| Objective |
Reproduce the entries verbatim, from their first line up to and including the line that contains "x=221, y=158".
--- START Stored rows ---
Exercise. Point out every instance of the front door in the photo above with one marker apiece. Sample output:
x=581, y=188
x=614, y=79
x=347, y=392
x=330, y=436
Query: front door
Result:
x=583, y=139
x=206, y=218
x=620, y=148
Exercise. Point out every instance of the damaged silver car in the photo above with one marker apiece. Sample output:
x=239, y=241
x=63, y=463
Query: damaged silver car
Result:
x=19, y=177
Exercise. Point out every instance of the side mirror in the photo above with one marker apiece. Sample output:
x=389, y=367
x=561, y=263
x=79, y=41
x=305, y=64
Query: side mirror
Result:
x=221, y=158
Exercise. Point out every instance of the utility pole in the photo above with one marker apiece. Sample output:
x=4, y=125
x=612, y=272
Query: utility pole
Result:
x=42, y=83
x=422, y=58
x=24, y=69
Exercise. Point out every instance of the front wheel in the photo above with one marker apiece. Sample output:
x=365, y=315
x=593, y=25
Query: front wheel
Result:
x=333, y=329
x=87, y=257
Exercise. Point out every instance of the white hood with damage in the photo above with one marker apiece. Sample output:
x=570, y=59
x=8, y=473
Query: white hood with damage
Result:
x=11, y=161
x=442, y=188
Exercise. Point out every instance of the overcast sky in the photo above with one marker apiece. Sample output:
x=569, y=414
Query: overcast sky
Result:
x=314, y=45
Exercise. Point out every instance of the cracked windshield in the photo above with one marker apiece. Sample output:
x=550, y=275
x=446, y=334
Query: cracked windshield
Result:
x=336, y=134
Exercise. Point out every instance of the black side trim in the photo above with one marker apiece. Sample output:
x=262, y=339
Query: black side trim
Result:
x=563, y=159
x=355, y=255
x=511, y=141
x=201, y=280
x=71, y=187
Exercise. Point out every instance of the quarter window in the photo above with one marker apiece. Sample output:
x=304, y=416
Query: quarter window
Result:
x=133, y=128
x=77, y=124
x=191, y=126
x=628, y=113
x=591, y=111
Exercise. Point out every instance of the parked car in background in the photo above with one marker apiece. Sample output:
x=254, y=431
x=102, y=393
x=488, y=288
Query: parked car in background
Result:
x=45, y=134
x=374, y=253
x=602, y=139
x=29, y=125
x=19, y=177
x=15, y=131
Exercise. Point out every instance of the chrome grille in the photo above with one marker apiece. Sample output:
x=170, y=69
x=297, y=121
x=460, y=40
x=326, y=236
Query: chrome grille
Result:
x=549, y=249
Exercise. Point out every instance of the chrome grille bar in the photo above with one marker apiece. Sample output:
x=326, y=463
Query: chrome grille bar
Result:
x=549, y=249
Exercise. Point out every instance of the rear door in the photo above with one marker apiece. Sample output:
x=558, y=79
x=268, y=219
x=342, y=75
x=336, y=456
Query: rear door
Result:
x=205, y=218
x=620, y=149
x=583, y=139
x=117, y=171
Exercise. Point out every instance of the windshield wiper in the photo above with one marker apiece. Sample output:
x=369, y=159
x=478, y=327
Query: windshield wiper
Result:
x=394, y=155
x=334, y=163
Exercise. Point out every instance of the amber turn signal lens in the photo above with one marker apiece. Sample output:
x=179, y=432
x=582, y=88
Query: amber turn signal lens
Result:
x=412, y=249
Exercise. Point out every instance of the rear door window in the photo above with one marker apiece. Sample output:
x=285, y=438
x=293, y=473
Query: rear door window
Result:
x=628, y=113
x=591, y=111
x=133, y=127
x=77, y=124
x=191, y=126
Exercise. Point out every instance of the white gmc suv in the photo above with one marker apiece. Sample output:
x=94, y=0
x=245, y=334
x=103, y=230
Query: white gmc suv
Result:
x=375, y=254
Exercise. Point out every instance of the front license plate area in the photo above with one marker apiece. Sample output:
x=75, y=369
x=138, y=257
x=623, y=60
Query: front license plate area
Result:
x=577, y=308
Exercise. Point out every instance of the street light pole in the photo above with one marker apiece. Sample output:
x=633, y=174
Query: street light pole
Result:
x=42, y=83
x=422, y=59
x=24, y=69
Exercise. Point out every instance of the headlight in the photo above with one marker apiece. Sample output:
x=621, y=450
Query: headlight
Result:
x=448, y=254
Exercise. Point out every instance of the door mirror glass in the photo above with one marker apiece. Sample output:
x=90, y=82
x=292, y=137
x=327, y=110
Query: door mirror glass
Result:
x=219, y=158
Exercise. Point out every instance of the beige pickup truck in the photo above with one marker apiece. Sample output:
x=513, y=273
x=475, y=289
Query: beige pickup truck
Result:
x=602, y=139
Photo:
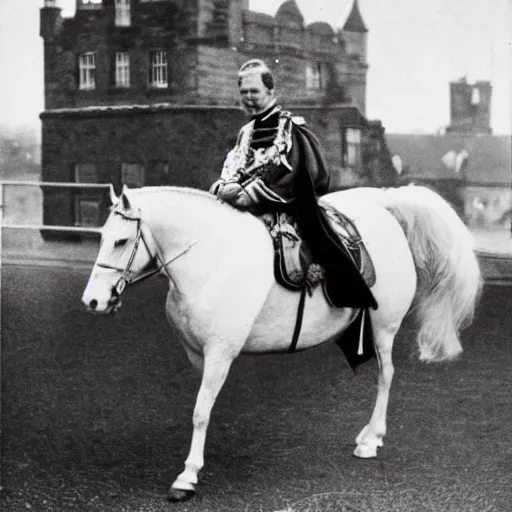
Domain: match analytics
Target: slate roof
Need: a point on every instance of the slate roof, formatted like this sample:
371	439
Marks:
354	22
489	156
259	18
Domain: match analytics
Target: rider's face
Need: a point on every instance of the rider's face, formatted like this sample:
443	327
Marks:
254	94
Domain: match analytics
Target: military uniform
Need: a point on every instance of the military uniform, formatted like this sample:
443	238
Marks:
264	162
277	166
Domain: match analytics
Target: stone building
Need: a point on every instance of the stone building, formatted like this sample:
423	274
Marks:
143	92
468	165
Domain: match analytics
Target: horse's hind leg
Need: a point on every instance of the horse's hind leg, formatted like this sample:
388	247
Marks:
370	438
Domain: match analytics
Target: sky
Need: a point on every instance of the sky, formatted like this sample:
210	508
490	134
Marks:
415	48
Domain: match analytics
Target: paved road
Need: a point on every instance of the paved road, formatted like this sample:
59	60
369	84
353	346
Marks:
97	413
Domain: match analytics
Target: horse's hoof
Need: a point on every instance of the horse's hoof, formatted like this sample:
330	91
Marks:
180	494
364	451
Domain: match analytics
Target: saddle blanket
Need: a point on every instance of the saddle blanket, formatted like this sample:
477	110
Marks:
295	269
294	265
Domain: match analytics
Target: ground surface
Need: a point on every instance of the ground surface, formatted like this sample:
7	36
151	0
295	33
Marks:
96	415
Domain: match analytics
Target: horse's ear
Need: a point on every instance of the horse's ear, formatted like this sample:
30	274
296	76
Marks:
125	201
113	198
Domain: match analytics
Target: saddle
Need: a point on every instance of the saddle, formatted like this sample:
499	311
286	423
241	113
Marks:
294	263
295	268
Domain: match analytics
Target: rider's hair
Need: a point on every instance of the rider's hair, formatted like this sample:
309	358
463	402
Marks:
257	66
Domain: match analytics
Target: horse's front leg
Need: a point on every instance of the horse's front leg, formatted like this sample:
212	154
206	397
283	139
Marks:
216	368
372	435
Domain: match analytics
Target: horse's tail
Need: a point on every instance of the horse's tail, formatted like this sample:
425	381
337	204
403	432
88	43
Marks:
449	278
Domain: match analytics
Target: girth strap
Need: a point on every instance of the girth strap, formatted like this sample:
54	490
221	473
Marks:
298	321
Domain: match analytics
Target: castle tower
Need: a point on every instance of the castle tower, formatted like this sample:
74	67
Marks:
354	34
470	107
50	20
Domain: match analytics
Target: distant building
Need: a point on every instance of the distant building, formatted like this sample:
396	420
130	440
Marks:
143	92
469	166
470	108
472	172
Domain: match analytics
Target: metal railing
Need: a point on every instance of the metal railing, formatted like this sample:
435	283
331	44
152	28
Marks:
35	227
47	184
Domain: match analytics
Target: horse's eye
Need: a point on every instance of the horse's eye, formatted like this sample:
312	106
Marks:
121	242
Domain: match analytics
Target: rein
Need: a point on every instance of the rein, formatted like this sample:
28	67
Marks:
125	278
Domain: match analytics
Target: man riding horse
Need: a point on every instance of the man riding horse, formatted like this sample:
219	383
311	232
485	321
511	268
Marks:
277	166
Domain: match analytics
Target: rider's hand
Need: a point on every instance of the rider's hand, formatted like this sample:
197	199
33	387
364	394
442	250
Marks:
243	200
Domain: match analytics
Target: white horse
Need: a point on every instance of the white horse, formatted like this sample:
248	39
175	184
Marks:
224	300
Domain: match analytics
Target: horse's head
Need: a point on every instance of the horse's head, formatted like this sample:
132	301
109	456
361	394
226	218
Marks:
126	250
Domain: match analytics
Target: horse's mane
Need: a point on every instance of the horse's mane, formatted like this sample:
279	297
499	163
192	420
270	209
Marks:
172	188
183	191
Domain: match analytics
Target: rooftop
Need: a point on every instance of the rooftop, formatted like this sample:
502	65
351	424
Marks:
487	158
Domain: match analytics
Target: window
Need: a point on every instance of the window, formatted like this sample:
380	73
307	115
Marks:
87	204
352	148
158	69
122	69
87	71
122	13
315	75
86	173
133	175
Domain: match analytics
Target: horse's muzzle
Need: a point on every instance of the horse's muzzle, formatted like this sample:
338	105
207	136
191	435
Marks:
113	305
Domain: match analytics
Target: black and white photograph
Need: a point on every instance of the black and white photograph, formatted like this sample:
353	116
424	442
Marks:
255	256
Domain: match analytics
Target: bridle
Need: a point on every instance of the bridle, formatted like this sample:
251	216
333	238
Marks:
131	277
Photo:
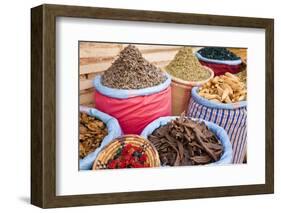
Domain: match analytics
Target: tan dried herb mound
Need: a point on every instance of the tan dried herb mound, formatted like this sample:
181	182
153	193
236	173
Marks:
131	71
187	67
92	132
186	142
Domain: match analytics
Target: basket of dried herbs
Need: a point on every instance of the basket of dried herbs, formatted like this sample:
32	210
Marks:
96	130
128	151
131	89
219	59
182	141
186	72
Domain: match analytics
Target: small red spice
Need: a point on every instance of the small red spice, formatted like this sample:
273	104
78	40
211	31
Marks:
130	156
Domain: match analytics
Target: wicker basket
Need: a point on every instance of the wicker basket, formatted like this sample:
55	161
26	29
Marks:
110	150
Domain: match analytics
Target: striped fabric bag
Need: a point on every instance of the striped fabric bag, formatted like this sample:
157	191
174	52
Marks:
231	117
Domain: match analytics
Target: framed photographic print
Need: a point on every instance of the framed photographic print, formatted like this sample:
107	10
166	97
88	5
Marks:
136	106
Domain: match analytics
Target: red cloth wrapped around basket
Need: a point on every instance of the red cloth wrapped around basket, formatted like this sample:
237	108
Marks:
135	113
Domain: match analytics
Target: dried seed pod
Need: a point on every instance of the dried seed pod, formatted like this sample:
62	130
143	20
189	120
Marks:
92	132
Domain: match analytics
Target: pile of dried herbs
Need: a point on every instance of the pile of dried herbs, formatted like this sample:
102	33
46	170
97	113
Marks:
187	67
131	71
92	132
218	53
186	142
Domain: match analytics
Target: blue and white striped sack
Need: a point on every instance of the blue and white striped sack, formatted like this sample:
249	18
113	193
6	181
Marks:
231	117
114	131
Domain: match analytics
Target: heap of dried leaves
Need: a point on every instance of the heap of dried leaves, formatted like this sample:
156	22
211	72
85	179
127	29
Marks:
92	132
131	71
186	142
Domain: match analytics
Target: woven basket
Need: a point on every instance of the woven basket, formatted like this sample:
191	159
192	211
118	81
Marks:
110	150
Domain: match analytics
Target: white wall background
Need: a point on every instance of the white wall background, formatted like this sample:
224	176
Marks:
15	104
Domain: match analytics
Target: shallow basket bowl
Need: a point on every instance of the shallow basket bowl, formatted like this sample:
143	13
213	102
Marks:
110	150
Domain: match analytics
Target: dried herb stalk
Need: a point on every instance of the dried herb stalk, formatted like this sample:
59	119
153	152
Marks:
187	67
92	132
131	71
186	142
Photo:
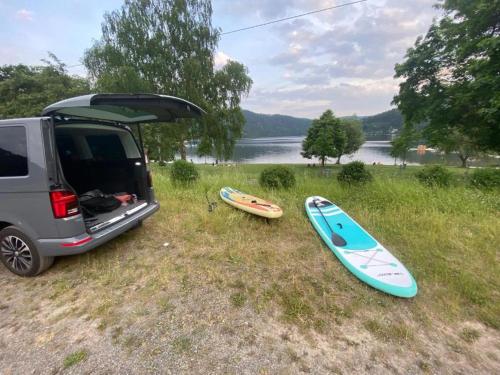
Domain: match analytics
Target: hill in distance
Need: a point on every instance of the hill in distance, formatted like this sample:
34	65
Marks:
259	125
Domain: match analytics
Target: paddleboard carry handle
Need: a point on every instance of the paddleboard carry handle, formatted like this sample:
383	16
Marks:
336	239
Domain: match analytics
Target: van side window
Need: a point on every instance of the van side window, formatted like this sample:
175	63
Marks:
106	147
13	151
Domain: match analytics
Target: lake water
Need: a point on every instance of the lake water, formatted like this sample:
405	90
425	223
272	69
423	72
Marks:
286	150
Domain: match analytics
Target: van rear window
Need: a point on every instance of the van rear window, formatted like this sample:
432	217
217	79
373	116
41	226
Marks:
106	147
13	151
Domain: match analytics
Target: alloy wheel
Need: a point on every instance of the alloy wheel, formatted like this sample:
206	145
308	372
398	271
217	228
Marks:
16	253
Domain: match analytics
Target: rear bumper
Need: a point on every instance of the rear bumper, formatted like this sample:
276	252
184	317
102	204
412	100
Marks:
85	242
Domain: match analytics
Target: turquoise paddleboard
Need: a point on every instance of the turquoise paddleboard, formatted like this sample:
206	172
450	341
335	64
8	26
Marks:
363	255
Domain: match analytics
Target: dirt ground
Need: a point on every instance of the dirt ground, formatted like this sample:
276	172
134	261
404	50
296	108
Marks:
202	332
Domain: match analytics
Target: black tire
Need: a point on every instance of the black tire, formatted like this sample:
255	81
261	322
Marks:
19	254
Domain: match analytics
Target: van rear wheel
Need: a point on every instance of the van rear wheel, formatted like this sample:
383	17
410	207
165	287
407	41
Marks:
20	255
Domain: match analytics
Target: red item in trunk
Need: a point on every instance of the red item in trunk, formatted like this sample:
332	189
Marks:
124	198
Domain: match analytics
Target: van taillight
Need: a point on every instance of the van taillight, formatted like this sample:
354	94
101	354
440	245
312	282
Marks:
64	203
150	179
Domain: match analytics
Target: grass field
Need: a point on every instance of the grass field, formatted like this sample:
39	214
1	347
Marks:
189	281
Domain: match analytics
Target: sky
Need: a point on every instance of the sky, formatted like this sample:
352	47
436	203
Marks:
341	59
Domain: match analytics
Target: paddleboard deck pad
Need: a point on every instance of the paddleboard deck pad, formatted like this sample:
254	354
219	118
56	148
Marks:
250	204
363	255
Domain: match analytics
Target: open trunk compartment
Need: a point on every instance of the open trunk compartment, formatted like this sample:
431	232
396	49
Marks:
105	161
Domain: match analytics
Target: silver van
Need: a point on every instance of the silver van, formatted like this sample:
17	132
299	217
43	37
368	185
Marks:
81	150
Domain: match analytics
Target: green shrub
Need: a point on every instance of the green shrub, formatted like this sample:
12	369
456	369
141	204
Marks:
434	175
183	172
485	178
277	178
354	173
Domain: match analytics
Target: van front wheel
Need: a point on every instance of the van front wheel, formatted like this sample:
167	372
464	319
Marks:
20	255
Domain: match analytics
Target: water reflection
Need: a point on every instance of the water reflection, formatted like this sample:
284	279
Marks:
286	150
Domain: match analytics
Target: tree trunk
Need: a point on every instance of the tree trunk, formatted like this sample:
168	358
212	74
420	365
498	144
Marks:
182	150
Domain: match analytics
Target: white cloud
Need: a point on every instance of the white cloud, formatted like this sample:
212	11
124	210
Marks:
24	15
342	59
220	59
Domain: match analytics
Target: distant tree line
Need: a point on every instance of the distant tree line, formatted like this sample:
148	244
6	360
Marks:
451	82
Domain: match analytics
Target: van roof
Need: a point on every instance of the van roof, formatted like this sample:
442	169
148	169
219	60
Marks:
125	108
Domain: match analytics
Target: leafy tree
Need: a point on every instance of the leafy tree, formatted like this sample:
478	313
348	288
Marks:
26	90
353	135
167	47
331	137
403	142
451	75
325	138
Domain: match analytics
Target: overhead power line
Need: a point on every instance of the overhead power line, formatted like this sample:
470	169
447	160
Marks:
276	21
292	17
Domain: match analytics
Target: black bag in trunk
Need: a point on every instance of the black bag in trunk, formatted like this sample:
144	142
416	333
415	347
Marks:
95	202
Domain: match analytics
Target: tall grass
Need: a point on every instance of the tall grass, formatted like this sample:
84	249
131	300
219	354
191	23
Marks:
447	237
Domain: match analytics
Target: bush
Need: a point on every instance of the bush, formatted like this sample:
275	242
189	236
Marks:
--- END Stored rows ---
| In response |
Exercise. Point out every instance of the front door in the photo above with one marker apiece. Sample output:
x=581, y=188
x=614, y=79
x=347, y=392
x=330, y=436
Query: front door
Result:
x=583, y=139
x=206, y=218
x=620, y=148
Exercise. Point out every instance of the damaged silver car in the photo above with one marker apiece. Sample output:
x=239, y=241
x=63, y=463
Query: damaged silver car
Result:
x=19, y=177
Exercise. Point out every instance of the side mirror in the photo above with one marker apiece. Sample output:
x=389, y=367
x=561, y=263
x=79, y=41
x=305, y=64
Query: side mirror
Result:
x=221, y=158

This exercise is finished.